**Work instruction 1**
From the account of Chris's leukemia treatment, list every date and every length of time it gives.
**Work instruction 2**
Answer these questions using the account of Chris's leukemia treatment:
(a) Who suggested that Chris have a blood test?
(b) What happened to Chris at the birth of his third child?
(c) At which hospital was Chris treated?

**Text segment**

[Start of Attachment]

Furniture thats been designed to be as easy as possible to use can have a real impact on the recovery time of patients. Here, Chris describes how his surroundings during his treatment helped him stay strong and positive
My dentist suggested I have a blood test because of a blood clot I had in my mouth. Our third child was overdue. How do I tell my wife now I am concerned I might have leukaemia? I couldn’t. Finally, two weeks late, our third child arrives. I faint at the birth – very unlike me – and in the back of my mind, I flick from joy to worry.
My first day of paternity, we are out walking. My mind is clear, and I am enjoying the time with my family. A call comes into my phone to check my date of birth and any allergies I have – no other information is given. Later that night the baby is due a feed and the home line rings. I am called into the emergency unit immediately. On the way to the hospital, I broke the news to my wife about my concern about leukaemia.
October 2014 and mine and my wife’s fears are confirmed: I do have leukaemia. As 2015 starts, I enter my first round of chemotherapy: an intensive 10-day session with a 3-4 week stay in hospital. I am strong and have a wife and three children. I know through positivity and faith I could beat this.
I am at King’s College Hospital in London. The consultant is well known, and the care is excellent in my mind. I am sure the outcome will be positive despite their percentage predictions. All is looking positive.

[End of Attachment]

[Stored items]
[Start of Attachment]

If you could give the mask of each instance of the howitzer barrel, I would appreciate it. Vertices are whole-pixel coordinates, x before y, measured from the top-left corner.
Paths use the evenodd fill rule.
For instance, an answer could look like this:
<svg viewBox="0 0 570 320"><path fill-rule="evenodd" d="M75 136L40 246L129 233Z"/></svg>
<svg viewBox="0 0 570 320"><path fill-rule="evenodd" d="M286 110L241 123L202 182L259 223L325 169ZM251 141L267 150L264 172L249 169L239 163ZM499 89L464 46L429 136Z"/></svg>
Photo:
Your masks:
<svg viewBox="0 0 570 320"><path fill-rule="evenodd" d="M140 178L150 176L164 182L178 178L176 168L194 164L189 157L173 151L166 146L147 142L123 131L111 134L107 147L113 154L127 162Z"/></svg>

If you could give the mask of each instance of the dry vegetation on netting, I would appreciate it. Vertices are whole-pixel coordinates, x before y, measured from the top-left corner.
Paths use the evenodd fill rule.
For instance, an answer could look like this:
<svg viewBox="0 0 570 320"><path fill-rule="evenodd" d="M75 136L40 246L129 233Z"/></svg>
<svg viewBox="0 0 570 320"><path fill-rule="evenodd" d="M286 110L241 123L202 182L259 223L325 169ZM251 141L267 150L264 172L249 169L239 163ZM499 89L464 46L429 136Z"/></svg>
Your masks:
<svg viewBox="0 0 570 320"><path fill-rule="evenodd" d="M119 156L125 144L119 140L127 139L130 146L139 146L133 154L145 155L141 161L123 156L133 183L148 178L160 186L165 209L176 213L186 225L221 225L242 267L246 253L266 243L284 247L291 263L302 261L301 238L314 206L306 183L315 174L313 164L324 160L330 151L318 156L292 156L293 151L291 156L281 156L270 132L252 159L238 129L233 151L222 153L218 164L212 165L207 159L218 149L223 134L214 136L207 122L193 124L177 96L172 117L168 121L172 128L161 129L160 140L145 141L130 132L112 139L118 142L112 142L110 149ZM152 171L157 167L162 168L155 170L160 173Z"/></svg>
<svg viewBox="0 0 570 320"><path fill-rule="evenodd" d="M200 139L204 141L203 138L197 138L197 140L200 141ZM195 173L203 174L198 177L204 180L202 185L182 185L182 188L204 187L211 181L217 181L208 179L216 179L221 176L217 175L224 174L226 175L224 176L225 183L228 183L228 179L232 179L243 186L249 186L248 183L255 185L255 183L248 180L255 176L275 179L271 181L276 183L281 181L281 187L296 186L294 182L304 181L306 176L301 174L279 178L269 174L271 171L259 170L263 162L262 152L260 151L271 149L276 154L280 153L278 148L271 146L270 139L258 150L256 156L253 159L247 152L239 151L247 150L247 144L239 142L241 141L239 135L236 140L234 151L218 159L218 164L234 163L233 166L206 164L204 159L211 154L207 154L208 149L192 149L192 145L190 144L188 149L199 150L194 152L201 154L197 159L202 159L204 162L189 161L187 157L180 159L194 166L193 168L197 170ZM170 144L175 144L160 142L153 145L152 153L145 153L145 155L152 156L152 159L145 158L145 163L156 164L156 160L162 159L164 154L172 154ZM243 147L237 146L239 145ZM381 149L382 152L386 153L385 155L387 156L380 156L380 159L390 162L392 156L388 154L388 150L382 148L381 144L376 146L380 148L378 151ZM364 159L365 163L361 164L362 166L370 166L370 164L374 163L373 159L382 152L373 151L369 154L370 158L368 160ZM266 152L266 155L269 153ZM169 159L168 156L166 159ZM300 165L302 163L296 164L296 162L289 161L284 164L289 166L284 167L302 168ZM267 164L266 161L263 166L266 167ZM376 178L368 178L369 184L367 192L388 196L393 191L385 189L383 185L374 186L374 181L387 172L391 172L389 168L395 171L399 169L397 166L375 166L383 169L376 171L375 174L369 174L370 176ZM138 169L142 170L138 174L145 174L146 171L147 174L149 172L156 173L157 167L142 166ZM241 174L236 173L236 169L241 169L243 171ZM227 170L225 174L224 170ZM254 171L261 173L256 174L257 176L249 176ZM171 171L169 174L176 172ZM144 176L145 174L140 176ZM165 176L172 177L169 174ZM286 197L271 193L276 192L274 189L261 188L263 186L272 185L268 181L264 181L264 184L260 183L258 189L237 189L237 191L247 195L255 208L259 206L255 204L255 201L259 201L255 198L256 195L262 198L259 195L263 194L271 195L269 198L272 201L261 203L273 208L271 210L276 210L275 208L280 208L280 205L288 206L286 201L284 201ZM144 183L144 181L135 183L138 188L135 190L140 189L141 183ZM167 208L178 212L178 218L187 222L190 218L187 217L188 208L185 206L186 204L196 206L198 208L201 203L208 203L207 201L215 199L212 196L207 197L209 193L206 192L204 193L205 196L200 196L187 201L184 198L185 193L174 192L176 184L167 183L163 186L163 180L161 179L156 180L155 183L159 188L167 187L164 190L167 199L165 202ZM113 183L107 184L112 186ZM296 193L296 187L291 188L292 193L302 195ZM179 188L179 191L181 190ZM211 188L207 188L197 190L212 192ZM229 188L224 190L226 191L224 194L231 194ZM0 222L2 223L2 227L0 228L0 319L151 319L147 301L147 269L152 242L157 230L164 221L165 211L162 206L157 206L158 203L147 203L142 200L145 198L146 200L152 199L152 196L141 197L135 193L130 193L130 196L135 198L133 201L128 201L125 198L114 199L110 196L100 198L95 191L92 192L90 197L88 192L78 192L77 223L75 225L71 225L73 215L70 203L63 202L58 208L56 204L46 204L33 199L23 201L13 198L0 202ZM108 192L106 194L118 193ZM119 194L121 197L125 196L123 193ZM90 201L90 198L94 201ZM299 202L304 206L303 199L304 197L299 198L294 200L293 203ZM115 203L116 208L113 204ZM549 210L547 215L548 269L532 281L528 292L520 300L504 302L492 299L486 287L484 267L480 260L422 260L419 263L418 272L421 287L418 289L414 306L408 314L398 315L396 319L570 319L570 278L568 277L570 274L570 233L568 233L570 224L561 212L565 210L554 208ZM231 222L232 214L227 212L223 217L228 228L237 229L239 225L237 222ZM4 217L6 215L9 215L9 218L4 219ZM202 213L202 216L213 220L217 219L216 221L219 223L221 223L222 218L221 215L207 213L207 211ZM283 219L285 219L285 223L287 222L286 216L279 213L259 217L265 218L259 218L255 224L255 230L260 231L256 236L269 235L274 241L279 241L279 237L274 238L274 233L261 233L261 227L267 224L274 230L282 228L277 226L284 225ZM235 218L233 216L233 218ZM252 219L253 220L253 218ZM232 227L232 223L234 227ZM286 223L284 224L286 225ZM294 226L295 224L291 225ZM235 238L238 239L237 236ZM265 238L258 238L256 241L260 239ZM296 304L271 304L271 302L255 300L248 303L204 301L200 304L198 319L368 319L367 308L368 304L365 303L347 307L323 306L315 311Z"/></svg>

[End of Attachment]

**Expected answer 1**
- Two weeks (the third child arriving two weeks late)
- October 2014
- 2015
- 10 days (the intensive 10-day chemotherapy session)
- 3-4 weeks (the hospital stay)

**Expected answer 2**
(a) His dentist.
(b) He fainted.
(c) King's College Hospital in London.